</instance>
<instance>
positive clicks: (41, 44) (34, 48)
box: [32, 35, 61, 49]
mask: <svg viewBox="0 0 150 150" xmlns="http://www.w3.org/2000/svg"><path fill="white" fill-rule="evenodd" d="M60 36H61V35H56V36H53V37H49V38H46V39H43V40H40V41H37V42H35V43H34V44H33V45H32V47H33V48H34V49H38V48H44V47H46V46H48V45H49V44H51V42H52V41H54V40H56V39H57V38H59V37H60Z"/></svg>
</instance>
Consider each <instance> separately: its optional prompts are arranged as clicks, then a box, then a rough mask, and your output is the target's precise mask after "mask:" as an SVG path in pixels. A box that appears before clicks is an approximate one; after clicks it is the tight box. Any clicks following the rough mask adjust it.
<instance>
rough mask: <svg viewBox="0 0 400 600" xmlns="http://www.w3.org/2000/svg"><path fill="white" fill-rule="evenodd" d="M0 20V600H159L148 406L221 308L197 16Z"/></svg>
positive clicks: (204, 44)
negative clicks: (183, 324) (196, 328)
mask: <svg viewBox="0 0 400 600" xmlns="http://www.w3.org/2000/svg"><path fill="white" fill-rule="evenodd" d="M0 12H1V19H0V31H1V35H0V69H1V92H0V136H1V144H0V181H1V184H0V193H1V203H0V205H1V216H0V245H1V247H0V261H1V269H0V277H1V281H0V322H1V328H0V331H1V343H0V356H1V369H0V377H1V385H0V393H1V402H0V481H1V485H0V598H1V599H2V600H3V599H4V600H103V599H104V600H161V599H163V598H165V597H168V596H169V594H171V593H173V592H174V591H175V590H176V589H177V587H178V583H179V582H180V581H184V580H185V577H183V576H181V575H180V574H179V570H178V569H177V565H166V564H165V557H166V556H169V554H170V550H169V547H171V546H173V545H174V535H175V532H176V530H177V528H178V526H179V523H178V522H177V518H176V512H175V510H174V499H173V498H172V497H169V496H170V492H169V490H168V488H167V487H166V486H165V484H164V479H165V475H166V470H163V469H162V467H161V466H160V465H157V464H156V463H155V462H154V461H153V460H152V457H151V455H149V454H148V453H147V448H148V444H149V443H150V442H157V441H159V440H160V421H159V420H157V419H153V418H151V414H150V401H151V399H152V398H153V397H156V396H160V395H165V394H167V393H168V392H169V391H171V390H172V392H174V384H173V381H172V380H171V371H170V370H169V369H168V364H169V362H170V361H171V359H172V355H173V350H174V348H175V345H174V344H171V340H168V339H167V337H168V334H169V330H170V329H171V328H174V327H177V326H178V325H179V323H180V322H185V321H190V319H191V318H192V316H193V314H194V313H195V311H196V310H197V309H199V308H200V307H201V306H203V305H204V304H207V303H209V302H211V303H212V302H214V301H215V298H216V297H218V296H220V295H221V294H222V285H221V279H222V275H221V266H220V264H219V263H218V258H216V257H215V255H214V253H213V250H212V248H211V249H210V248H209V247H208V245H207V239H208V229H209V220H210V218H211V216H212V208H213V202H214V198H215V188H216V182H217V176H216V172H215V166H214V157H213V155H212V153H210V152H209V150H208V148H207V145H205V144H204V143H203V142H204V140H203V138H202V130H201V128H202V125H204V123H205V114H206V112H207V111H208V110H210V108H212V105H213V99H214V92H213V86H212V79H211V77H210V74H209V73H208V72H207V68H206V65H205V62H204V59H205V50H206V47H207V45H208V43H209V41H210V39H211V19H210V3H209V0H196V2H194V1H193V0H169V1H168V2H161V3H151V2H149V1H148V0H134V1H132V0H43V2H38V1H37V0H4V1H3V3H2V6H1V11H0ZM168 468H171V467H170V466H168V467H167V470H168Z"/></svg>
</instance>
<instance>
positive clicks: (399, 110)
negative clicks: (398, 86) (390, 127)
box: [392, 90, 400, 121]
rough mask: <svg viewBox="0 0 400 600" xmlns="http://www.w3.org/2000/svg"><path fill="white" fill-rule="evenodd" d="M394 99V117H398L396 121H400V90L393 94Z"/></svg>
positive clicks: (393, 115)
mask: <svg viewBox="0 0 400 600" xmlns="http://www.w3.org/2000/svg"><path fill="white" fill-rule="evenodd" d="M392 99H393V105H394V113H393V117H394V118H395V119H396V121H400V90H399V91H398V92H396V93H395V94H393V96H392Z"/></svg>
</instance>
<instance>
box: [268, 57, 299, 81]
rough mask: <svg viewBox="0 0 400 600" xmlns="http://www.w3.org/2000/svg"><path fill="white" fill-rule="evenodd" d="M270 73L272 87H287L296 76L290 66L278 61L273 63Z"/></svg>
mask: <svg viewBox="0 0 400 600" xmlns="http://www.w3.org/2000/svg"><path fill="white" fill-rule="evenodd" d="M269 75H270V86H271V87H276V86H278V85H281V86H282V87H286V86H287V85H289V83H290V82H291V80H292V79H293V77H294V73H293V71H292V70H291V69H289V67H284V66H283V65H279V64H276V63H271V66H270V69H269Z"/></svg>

◆ TASK
Give back every entry exactly, with nothing left out.

◆ WRITTEN REPLY
</instance>
<instance>
positive clicks: (41, 44) (34, 48)
box: [32, 35, 61, 49]
mask: <svg viewBox="0 0 150 150" xmlns="http://www.w3.org/2000/svg"><path fill="white" fill-rule="evenodd" d="M60 36H61V35H56V36H53V37H49V38H46V39H43V40H40V41H37V42H35V43H34V44H33V45H32V47H33V48H34V49H38V48H44V47H46V46H48V45H49V44H51V42H52V41H54V40H56V39H57V38H59V37H60Z"/></svg>
</instance>
Consider each <instance> separately: its optional prompts are arranged as clicks, then a box, then a rough mask, and your output is the target's precise mask after "mask:" as an SVG path in pixels. A box that appears before clicks is an approximate one; after clicks it is the tight box. Any clicks following the rough mask adjust it.
<instance>
rough mask: <svg viewBox="0 0 400 600" xmlns="http://www.w3.org/2000/svg"><path fill="white" fill-rule="evenodd" d="M0 20V600H159L148 406L221 308L197 16Z"/></svg>
positive clicks: (204, 44)
negative clicks: (183, 324) (196, 328)
mask: <svg viewBox="0 0 400 600" xmlns="http://www.w3.org/2000/svg"><path fill="white" fill-rule="evenodd" d="M0 12H1V19H0V31H1V35H0V69H1V92H0V136H1V144H0V181H1V184H0V193H1V203H0V205H1V216H0V245H1V247H0V261H1V269H0V277H1V281H0V322H1V328H0V331H1V343H0V356H1V369H0V377H1V385H0V393H1V402H0V481H1V485H0V598H1V599H2V600H3V599H4V600H103V599H104V600H161V599H163V598H165V597H168V596H169V594H171V593H173V592H174V591H175V590H176V589H177V587H178V583H179V582H180V581H184V580H185V577H183V576H181V575H180V574H179V570H178V569H177V565H166V564H165V557H166V556H169V554H170V550H169V547H171V546H173V545H174V535H175V532H176V530H177V528H178V526H179V523H178V522H177V518H176V512H175V510H174V499H173V498H172V497H169V496H170V492H169V490H168V488H167V487H166V486H165V484H164V479H165V475H166V470H163V469H162V467H161V466H160V465H157V464H156V463H155V462H154V461H153V460H152V457H151V455H149V454H148V453H147V448H148V444H149V443H150V442H157V441H159V440H160V421H159V420H157V419H153V418H151V414H150V401H151V399H152V398H153V397H156V396H160V395H165V394H167V393H168V392H169V391H171V390H172V392H174V384H173V381H172V380H171V371H170V370H169V369H168V364H169V362H170V361H171V359H172V355H173V350H174V348H175V345H174V344H171V340H168V339H167V337H168V334H169V330H170V329H171V328H174V327H177V326H178V325H179V323H180V322H185V321H190V319H191V318H192V316H193V314H194V313H195V311H196V310H197V309H199V308H200V307H201V306H203V305H204V304H207V303H209V302H211V303H212V302H214V301H215V298H216V297H218V296H220V295H221V294H222V285H221V279H222V275H221V266H220V264H219V263H218V258H216V257H215V255H214V253H213V250H212V248H211V249H210V248H209V247H208V245H207V239H208V229H209V220H210V218H211V216H212V208H213V202H214V198H215V188H216V182H217V176H216V172H215V166H214V157H213V155H212V153H210V152H209V150H208V148H207V145H205V144H204V143H203V142H204V140H203V138H202V130H201V128H202V125H204V123H205V114H206V112H207V111H208V110H210V108H212V105H213V99H214V92H213V86H212V79H211V77H210V74H209V73H208V72H207V68H206V65H205V62H204V59H205V50H206V47H207V45H208V43H209V41H210V39H211V19H210V3H209V0H196V2H194V1H193V0H169V1H168V2H161V3H151V2H149V1H148V0H134V1H132V0H43V2H38V1H37V0H4V1H3V3H2V6H1V11H0ZM168 468H171V467H170V466H168V467H167V470H168Z"/></svg>
</instance>
<instance>
positive clicks: (399, 110)
negative clicks: (398, 86) (390, 127)
box: [392, 90, 400, 121]
rough mask: <svg viewBox="0 0 400 600" xmlns="http://www.w3.org/2000/svg"><path fill="white" fill-rule="evenodd" d="M394 99V117H398L396 121H400V90L393 94Z"/></svg>
positive clicks: (393, 115)
mask: <svg viewBox="0 0 400 600" xmlns="http://www.w3.org/2000/svg"><path fill="white" fill-rule="evenodd" d="M392 99H393V105H394V113H393V117H394V118H395V119H396V121H400V90H399V91H398V92H396V93H395V94H393V96H392Z"/></svg>
</instance>
<instance>
box: [268, 57, 299, 81]
rough mask: <svg viewBox="0 0 400 600" xmlns="http://www.w3.org/2000/svg"><path fill="white" fill-rule="evenodd" d="M270 73L272 87H287L296 76L290 66L278 61L273 63Z"/></svg>
mask: <svg viewBox="0 0 400 600" xmlns="http://www.w3.org/2000/svg"><path fill="white" fill-rule="evenodd" d="M269 75H270V86H271V87H276V86H278V85H281V86H282V87H286V86H287V85H289V83H290V82H291V80H292V79H293V77H294V73H293V71H292V70H291V69H289V67H284V66H283V65H279V64H276V63H271V66H270V69H269Z"/></svg>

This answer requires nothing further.